▶ YOUR TASK: Could you print all of the data below again, exactly?

====================

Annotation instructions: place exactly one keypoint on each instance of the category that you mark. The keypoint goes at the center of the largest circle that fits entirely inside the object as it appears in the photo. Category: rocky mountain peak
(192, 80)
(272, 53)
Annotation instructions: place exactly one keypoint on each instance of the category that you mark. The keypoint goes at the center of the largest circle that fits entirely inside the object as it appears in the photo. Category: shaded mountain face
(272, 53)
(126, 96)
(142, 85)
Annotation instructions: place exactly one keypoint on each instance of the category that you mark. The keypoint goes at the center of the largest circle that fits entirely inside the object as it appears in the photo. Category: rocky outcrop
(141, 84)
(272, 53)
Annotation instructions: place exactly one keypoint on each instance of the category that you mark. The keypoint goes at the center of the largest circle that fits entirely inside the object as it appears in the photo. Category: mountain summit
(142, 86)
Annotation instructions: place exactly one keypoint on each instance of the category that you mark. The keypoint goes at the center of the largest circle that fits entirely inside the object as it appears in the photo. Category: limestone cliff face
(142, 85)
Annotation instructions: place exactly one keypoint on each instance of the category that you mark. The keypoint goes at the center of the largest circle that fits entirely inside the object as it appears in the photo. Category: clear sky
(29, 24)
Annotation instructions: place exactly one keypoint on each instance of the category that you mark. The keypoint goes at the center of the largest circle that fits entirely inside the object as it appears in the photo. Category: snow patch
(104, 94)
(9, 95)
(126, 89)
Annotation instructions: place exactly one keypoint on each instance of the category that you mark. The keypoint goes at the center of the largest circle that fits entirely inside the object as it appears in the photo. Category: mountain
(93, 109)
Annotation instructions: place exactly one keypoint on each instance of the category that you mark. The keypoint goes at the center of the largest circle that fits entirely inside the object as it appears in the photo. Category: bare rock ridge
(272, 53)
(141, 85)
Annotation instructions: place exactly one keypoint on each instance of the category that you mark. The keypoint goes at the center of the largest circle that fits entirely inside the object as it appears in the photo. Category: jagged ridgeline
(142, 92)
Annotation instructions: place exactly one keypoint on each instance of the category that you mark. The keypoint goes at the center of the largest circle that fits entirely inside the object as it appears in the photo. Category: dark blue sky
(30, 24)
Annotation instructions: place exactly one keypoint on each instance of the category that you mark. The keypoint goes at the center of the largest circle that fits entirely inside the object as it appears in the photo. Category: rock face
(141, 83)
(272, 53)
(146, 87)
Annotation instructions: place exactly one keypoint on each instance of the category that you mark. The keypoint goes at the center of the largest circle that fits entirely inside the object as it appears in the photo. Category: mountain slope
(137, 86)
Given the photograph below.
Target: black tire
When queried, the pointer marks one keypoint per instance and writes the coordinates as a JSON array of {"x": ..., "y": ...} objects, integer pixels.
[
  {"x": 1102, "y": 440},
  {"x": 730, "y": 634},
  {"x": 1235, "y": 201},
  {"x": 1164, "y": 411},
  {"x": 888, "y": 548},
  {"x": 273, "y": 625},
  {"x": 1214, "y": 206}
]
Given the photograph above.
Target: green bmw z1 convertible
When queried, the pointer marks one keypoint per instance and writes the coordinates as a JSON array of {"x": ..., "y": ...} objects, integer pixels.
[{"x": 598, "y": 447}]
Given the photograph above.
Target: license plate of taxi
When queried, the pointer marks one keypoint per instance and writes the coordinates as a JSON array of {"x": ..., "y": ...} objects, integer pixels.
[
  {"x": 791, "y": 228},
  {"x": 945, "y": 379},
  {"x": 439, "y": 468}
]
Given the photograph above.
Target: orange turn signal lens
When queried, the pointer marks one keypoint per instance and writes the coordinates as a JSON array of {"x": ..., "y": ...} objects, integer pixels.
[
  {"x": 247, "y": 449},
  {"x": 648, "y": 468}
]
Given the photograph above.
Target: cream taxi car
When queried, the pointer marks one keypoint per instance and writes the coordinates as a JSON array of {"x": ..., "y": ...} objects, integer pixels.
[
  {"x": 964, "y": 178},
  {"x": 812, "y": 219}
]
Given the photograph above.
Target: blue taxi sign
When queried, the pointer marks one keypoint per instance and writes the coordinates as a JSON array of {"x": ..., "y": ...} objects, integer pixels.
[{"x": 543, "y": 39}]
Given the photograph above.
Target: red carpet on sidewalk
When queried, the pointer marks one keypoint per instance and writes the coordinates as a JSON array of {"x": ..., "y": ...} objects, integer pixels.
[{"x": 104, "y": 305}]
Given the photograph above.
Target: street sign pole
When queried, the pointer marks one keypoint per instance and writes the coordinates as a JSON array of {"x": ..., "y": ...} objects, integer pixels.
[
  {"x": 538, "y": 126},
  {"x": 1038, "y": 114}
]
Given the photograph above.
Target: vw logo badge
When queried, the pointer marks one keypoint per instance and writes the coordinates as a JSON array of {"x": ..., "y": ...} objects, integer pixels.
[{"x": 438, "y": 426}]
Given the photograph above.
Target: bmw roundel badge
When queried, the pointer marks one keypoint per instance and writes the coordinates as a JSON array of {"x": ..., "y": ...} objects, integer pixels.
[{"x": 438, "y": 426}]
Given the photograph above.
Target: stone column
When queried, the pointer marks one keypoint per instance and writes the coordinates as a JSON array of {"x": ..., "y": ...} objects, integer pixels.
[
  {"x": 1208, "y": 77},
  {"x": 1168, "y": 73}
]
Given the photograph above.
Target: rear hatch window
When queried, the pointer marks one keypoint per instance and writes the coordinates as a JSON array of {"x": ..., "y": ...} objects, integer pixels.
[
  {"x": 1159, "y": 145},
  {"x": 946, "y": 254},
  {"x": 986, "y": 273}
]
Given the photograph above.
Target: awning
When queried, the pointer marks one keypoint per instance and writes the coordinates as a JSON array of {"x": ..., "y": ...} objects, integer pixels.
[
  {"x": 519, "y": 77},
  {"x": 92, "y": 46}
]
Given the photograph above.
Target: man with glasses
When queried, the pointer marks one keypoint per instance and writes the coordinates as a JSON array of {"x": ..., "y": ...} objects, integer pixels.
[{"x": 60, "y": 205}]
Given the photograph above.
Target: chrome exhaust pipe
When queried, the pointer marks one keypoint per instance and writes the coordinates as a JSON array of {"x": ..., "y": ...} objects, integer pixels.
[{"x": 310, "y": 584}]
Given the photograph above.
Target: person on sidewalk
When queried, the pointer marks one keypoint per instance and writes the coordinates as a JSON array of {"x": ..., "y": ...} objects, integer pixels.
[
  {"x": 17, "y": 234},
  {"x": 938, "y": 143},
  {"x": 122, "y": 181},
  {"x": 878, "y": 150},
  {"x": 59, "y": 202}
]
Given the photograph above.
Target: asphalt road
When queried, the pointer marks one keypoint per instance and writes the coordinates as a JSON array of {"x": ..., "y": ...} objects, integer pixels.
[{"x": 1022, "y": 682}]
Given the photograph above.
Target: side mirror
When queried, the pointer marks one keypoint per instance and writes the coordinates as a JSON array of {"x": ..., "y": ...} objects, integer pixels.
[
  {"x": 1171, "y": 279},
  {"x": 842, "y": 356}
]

====================

▶ WORKED SOLUTION:
Annotation instructions: place exactly one keypoint on each instance of the category that you mark. The keypoint goes at the center of the largest circle that fits entirely inside the object as it appears in the photo. Category: rocky mountain peak
(192, 80)
(272, 53)
Annotation instructions: place exactly one keypoint on each instance of the category that you mark. The keypoint goes at the center of the largest circle that fits entirely inside the object as it appears in the photo. Category: shaded mountain face
(272, 53)
(126, 96)
(142, 85)
Annotation instructions: place exactly one keypoint on each instance of the category that you mark. The keypoint goes at the center of the largest circle that fits entirely inside the object as it appears in the photo. Category: rocky outcrop
(141, 84)
(272, 53)
Annotation instructions: place exactly one keypoint on each instance of the category that you mark. The keypoint goes at the center of the largest circle that fits entirely inside the object as it appears in the photo. Category: mountain summit
(142, 86)
Annotation instructions: place exactly one keypoint on each instance of the category that you mark. The keypoint goes at the center of the largest circle that fits entirely inside the object as it appears in the photo. Category: limestone cliff face
(142, 85)
Annotation instructions: place exactly one keypoint on each instance of the category that you mark. The keypoint goes at the center of the largest circle that fits entirely inside the object as it appears in the photo. Category: clear sky
(29, 24)
Annotation instructions: place exactly one keypoint on each instance of the category that you mark. The keypoint goes at the center of the largest circle that fits entirely inside the object as it appears in the photo. Category: snow patch
(104, 94)
(9, 95)
(126, 89)
Annotation instructions: place exactly one keypoint on each instance of the category that you mark. The keypoint goes at the center of the largest circle that fits entirely inside the object as it appears in the photo. Category: mountain
(93, 109)
Annotation instructions: place exactly one keypoint on each instance of the category that you mark. The keypoint goes at the center of the largest circle that fits entirely inside the object as it appears in the photo. Category: bare rock ridge
(272, 53)
(141, 85)
Annotation instructions: place exactly one keypoint on each instance of the category that you mark. The keypoint goes at the center of the largest circle that fits entirely inside the object as it appears in the photo. Category: jagged ridgeline
(142, 92)
Annotation instructions: place exactly one keypoint on each instance of the category that you mark. The keypoint goes at the center of the largest circle that fits entirely inside the object as it appears in the photo. Category: dark blue sky
(30, 24)
Annotation instructions: place exactly one keypoint on each instance of the category that you mark. The keypoint goes at the center of the largest circle that fits entirely inside the object as it appears in the photo. Category: rock face
(141, 83)
(272, 53)
(146, 87)
Annotation instructions: place exactly one keypoint on each instance of the category that you mark. The keypoint goes at the center of the largest circle that fits entirely inside the object as it appears in the photo. Category: mountain slope
(137, 86)
Given the photograph below.
Target: black tire
When queried, the pointer marks one keypoint per instance and writes the coordinates as a JSON array of {"x": ..., "y": ...} objects, integer pixels.
[
  {"x": 1102, "y": 440},
  {"x": 730, "y": 634},
  {"x": 1235, "y": 201},
  {"x": 1164, "y": 411},
  {"x": 888, "y": 548},
  {"x": 273, "y": 625},
  {"x": 1214, "y": 206}
]
Given the photograph above.
Target: green bmw z1 convertible
When queried, the pointer marks one keypoint per instance and writes the coordinates as a JSON array of {"x": ..., "y": ...} objects, integer pixels.
[{"x": 598, "y": 447}]
Given the photograph above.
Target: license plate of taxi
When queried, the pointer marks one keypoint per instance and writes the coordinates as a JSON array of {"x": ..., "y": ...} objects, integer pixels.
[
  {"x": 791, "y": 228},
  {"x": 945, "y": 379},
  {"x": 439, "y": 468}
]
Given the photograph above.
Target: orange turn signal lens
When queried, the pointer marks one keypoint per instance and writes the coordinates as a JSON array of {"x": ..., "y": ...} objects, integer pixels.
[
  {"x": 247, "y": 449},
  {"x": 648, "y": 468}
]
Given the photograph above.
Target: cream taxi car
When queried, the pointer marks one keypoint per instance and writes the coordinates as a JSON array of {"x": ..., "y": ...} objects, integer pixels.
[
  {"x": 964, "y": 178},
  {"x": 812, "y": 219}
]
Given the photograph above.
Target: blue taxi sign
When queried, the pointer marks one keypoint per instance and writes the coordinates as a JSON array of {"x": ..., "y": ...} objects, integer pixels.
[{"x": 543, "y": 39}]
Given the photograph above.
Target: red carpet on sidewalk
When queried, the pointer marks one keypoint per instance and writes the coordinates as a JSON array of {"x": ..., "y": ...} objects, integer pixels.
[{"x": 104, "y": 305}]
Given the photograph above.
Target: street sign pole
When queried, the pointer marks one keypoint per instance and writes the coordinates as a JSON array of {"x": ..., "y": ...} objects, integer pixels.
[
  {"x": 538, "y": 126},
  {"x": 1038, "y": 114}
]
Given the photograph above.
Target: vw logo badge
When queried, the pointer marks one keypoint per instance and writes the coordinates as a JSON array of {"x": ..., "y": ...} objects, integer pixels.
[{"x": 438, "y": 426}]
Given the photograph above.
Target: bmw roundel badge
When queried, the pointer marks one keypoint per instance and writes the coordinates as a JSON array of {"x": ..., "y": ...} objects, integer pixels.
[{"x": 438, "y": 426}]
Given the photograph above.
Target: stone column
When queried, the pointer marks one keypoint per instance and writes the coordinates as a JSON array of {"x": ..., "y": ...} objects, integer pixels.
[
  {"x": 1208, "y": 77},
  {"x": 1168, "y": 73}
]
Given the photograph above.
Target: rear hatch window
When queried, the pointer marks one keypoint per instance and writes the coordinates as a JSON array of {"x": ..., "y": ...} objects, integer pixels.
[
  {"x": 1159, "y": 145},
  {"x": 946, "y": 254},
  {"x": 986, "y": 273}
]
Given the photograph above.
Target: awning
When queried, the pointer marks one keypoint per instance and writes the coordinates as a JSON array of {"x": ..., "y": ...} objects, integer pixels.
[
  {"x": 519, "y": 77},
  {"x": 92, "y": 46}
]
Given the photograph above.
Target: man with glasses
When queried, the pointer marks one keypoint per instance and writes the coordinates as a JSON array of {"x": ..., "y": ...} objects, integer pixels.
[{"x": 60, "y": 205}]
Given the photograph above.
Target: chrome exhaust pipe
When queried, the pointer marks one keypoint per instance and writes the coordinates as a JSON array of {"x": ..., "y": ...} objects, integer pixels.
[{"x": 310, "y": 584}]
Given the photograph above.
Target: person on sidewalk
When queried, the pointer marks one keypoint per instance and writes the coordinates as a JSON array of {"x": ..., "y": ...} objects, integer pixels.
[
  {"x": 17, "y": 234},
  {"x": 938, "y": 143},
  {"x": 122, "y": 181},
  {"x": 878, "y": 150},
  {"x": 59, "y": 202}
]
Given the photograph above.
Target: asphalt road
When queried, the pointer marks one keypoint per instance and writes the coordinates as a JSON array of {"x": ..., "y": ...} objects, integer pixels.
[{"x": 1022, "y": 682}]
Given the photograph above.
Target: side mirror
When queried, the pointer marks one keypoint per instance and writes the coordinates as a JSON array of {"x": ..., "y": ...} objects, integer pixels.
[
  {"x": 1171, "y": 279},
  {"x": 842, "y": 356}
]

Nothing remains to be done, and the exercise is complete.